* **Selected passage**:
▼▼▼
The BERT Tokenizer will return a dictionary which contains ‘input_ids’, ‘token_type_ids’ and ‘attention_mask’, we will use the ‘input_ids’ and ‘attention_mask’ later.
# Test the tokenizer
sent = X_train[0]
tokenized_sequence= bert_tokenizer.encode_plus(sent,add_special_tokens = True,
max_length =30,pad_to_max_length = True,
return_attention_mask = True)
print(tokenized_sequence)
print(bert_tokenizer.decode(tokenized_sequence['input_ids']))
Use the bert tokenizer described above, encode the training and validations sentences, note that the max length should be 64. Please complete the BERT_Tokenizer(sentences)
function which takes in a list of sentences and return two numpy array which represent the input_ids
and attention_mask
.
After you preprocessed the data, you could use the given code to run the model. Then just use BERT model to make prediction on the test sentences. Save the prediction as bert.p
.
▲▲▲
* **Recorded data**:
▼▼▼
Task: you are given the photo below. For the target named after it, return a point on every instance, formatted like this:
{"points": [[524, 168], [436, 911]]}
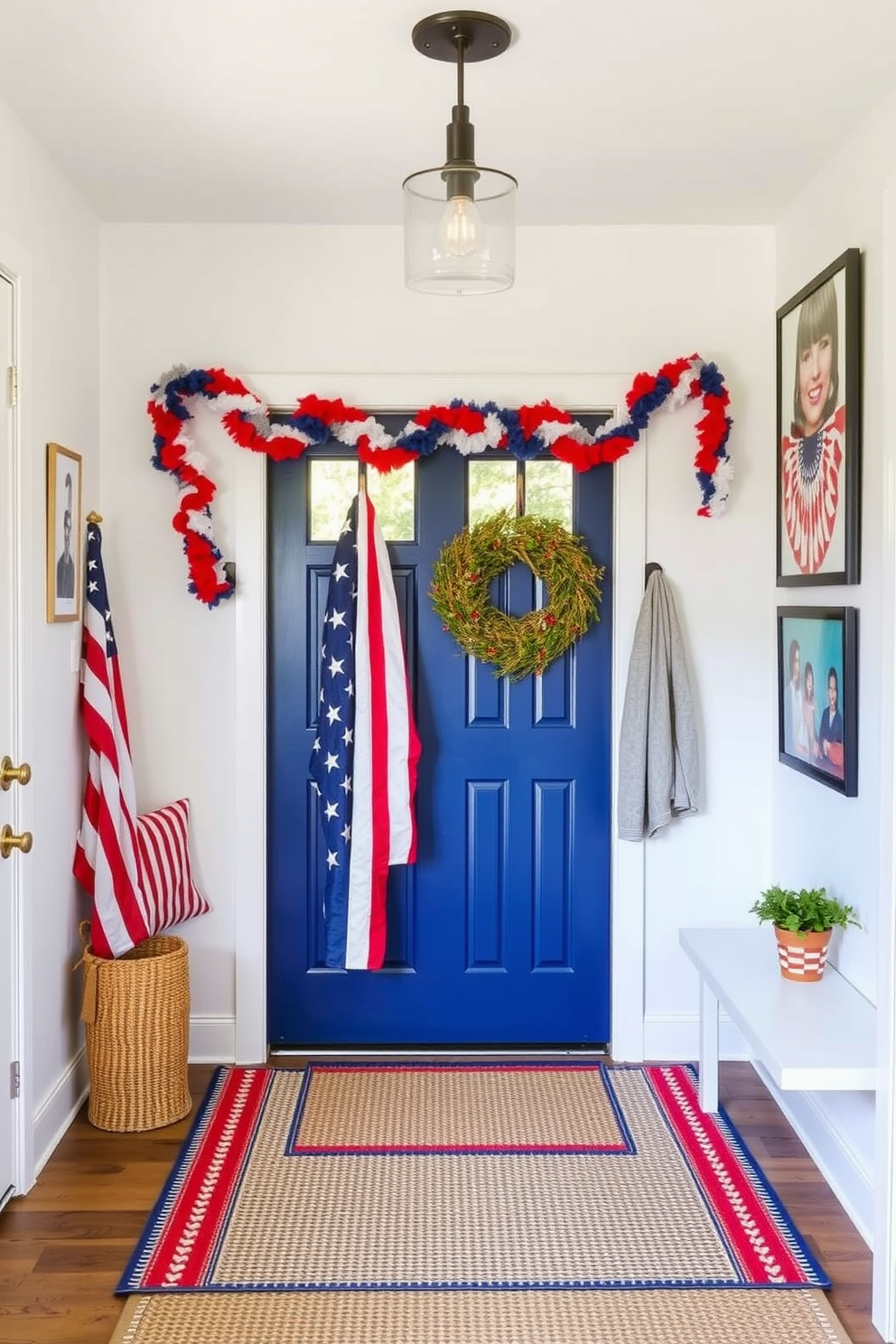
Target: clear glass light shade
▲▲▲
Pick up the passage on the BERT tokenizer after its final sentence and write what comes next.

* **Response to the task**:
pickle.dump(test_prediction, open("bert.p", "wb"))
Please write 10 sentences for each category, this will be very helpful for future students!
my_commands = {'no': [],
'driving': [],
'light': [],
'head': [],
'state': [],
'connection': [],
'stance': [],
'animation': [],
'grid': []}
pickle.dump(my_commands, open("my_commands.p", "wb"))
Please use your best model to predict on test sentences and save the prediction as best.p
, we will give top 1 extra 5 points for this assigenment, top 2-3: 3 points, top 5 - 10: 1 point.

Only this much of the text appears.